### OBJECTIVE
Would you retype, word for word, the line with "point: gray trousers" and every line after it through the end of the records below?

──────────────────────────────

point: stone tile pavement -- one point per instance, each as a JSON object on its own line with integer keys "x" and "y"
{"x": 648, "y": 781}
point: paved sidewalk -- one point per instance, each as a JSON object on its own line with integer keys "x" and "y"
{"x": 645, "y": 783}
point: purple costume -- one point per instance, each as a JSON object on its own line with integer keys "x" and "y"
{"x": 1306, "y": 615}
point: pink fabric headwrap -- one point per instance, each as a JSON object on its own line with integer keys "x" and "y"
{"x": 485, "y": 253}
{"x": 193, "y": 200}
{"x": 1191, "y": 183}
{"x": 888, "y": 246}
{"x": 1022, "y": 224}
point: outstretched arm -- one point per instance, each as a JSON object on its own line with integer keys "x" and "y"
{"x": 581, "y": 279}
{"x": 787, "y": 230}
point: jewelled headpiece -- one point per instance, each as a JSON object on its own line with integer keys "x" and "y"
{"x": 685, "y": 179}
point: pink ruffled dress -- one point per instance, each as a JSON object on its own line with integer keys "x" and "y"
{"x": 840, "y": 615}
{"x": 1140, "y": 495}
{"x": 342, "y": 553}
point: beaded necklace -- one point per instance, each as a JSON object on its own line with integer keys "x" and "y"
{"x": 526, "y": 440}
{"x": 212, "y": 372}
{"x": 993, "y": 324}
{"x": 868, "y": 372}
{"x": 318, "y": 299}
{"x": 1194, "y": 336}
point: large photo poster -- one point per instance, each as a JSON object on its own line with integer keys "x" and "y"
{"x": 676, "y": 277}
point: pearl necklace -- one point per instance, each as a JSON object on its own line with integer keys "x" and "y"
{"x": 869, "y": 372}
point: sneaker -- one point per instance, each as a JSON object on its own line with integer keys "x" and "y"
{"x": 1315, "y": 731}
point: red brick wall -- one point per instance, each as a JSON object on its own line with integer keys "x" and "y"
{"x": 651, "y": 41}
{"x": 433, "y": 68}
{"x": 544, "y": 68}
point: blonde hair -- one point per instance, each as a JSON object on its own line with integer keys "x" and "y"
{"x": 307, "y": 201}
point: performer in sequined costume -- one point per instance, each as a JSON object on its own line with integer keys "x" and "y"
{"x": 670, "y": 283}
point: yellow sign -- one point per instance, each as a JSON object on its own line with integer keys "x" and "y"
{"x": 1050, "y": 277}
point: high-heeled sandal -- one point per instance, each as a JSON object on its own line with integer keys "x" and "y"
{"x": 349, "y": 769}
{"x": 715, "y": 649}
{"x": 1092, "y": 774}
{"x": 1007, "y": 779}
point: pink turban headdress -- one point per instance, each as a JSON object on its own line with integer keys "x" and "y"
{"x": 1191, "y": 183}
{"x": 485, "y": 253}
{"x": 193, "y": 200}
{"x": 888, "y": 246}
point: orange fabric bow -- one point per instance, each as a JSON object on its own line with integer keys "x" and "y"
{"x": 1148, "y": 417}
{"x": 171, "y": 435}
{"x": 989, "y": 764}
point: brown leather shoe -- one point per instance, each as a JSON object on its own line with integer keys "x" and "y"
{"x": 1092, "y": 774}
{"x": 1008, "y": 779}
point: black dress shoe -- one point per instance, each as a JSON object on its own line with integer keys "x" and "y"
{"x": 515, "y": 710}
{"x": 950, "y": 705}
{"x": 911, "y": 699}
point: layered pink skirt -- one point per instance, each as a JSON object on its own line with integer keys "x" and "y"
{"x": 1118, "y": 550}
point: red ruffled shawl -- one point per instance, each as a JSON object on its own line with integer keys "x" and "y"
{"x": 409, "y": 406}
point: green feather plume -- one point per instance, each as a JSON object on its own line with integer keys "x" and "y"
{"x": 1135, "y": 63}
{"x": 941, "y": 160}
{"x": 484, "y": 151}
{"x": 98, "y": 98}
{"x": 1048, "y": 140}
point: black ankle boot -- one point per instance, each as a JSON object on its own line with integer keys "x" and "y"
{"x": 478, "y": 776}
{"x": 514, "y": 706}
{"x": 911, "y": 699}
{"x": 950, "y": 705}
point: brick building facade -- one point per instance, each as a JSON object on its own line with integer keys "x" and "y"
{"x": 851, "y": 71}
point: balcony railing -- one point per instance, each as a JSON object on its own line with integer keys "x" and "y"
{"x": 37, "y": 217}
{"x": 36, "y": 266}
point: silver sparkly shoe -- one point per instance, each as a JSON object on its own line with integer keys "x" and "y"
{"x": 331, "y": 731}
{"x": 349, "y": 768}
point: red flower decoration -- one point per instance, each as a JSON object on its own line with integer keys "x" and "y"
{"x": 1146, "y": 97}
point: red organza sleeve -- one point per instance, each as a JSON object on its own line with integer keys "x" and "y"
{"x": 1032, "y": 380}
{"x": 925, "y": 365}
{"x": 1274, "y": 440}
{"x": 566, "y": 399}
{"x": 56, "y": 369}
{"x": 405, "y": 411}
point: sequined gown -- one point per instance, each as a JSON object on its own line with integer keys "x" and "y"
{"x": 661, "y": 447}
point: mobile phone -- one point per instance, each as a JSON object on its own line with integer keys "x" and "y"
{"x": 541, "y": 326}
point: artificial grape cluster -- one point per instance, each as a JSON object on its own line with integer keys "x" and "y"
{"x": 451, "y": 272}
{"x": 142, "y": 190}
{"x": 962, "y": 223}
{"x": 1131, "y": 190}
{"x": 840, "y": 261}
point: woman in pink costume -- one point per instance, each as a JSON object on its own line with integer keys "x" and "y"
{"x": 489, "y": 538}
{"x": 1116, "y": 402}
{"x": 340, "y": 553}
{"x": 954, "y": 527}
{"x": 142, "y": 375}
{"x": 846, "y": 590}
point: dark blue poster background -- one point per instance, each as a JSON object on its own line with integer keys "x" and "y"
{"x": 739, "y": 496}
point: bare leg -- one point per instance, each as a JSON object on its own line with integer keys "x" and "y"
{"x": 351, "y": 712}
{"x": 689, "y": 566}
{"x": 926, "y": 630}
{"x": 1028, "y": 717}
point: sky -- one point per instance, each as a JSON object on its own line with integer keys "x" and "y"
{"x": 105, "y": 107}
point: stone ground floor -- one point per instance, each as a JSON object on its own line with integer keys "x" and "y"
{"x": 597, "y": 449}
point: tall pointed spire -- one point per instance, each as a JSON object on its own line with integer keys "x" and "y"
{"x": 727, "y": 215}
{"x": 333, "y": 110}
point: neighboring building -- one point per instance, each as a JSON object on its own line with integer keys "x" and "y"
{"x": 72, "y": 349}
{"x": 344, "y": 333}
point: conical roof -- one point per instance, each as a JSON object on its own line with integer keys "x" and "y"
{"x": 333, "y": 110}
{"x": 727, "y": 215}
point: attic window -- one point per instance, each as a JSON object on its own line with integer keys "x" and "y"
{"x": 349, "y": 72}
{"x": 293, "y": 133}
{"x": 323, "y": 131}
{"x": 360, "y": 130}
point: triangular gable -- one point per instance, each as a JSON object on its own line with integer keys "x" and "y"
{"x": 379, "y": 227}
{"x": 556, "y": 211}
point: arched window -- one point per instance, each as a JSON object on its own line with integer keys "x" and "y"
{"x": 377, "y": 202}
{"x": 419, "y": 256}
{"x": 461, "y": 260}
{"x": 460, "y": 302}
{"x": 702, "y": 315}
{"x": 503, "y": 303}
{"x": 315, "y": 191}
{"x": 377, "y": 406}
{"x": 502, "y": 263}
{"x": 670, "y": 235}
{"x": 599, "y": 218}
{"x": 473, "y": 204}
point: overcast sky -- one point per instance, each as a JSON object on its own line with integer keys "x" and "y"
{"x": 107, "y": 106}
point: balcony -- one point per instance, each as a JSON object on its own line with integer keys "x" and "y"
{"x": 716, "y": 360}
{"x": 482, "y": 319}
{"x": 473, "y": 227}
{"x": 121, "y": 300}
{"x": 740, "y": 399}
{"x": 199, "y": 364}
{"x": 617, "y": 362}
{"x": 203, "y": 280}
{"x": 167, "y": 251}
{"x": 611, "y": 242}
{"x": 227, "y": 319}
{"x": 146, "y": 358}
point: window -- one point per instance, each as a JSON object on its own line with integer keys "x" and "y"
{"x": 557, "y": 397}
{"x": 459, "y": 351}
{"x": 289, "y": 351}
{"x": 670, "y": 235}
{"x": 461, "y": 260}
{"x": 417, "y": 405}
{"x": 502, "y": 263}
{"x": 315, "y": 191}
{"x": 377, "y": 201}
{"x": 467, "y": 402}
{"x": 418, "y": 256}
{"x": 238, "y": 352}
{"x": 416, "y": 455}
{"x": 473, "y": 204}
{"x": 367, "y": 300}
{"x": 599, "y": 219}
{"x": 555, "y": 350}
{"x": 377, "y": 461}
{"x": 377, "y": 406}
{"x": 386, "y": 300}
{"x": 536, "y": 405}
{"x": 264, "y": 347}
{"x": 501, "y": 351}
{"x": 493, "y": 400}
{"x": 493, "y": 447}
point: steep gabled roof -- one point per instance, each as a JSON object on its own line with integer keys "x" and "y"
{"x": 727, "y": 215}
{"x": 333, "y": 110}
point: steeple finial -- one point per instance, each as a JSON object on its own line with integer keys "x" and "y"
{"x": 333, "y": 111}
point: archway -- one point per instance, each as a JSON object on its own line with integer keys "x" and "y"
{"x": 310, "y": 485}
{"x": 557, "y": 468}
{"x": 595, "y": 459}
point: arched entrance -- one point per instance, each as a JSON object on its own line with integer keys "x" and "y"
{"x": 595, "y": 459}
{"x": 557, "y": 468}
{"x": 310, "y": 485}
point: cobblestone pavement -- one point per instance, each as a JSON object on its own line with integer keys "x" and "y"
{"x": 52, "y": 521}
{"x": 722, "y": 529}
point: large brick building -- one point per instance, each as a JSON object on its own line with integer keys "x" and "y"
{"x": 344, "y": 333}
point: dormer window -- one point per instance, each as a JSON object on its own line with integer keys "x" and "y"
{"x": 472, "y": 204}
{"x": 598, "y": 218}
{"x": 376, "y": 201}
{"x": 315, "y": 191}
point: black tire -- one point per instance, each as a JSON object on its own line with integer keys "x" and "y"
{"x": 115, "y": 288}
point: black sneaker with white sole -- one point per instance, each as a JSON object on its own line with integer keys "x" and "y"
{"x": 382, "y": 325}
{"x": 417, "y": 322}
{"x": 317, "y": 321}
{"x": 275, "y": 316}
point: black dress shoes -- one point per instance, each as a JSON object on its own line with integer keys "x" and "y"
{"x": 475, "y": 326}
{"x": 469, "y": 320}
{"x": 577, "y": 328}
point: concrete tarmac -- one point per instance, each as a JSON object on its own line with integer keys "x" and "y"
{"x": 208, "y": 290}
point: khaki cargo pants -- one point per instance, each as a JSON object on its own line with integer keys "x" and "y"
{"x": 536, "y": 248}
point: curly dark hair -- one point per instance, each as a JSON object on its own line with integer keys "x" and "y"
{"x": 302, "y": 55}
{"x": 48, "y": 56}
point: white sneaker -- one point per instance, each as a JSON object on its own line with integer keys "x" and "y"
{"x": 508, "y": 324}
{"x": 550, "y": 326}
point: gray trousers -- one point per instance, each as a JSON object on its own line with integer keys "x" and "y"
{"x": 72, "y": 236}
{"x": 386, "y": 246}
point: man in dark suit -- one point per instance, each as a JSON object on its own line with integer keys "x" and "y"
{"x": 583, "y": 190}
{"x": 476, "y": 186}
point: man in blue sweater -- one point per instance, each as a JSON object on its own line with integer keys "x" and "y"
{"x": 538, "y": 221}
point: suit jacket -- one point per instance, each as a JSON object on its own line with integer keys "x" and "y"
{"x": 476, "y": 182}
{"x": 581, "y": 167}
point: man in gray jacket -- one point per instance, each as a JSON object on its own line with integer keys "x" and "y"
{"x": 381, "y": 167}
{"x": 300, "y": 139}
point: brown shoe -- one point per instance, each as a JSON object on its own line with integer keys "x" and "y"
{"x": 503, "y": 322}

──────────────────────────────

### IN RESPONSE
point: gray trousers -- one point per instance, each as a JSON object on its own line with integer keys "x" and "y"
{"x": 72, "y": 236}
{"x": 386, "y": 246}
point: man in dark suit -- one point per instance, each as a JSON object on its own line with integer keys "x" and "y"
{"x": 583, "y": 190}
{"x": 476, "y": 186}
point: man in blue sweater -- one point per instance, each as a JSON object on its own line with integer keys "x" and "y"
{"x": 538, "y": 221}
point: suit jacket -- one point per instance, each as a JSON object on its own line with integer keys "x" and "y"
{"x": 476, "y": 182}
{"x": 581, "y": 167}
point: man in gray jacket -- one point per instance, each as a JSON object on its own line with integer keys "x" and "y"
{"x": 381, "y": 167}
{"x": 300, "y": 139}
point: brown shoe -- one point per instance, each as a JSON object on its own line with integer keys "x" and "y"
{"x": 503, "y": 322}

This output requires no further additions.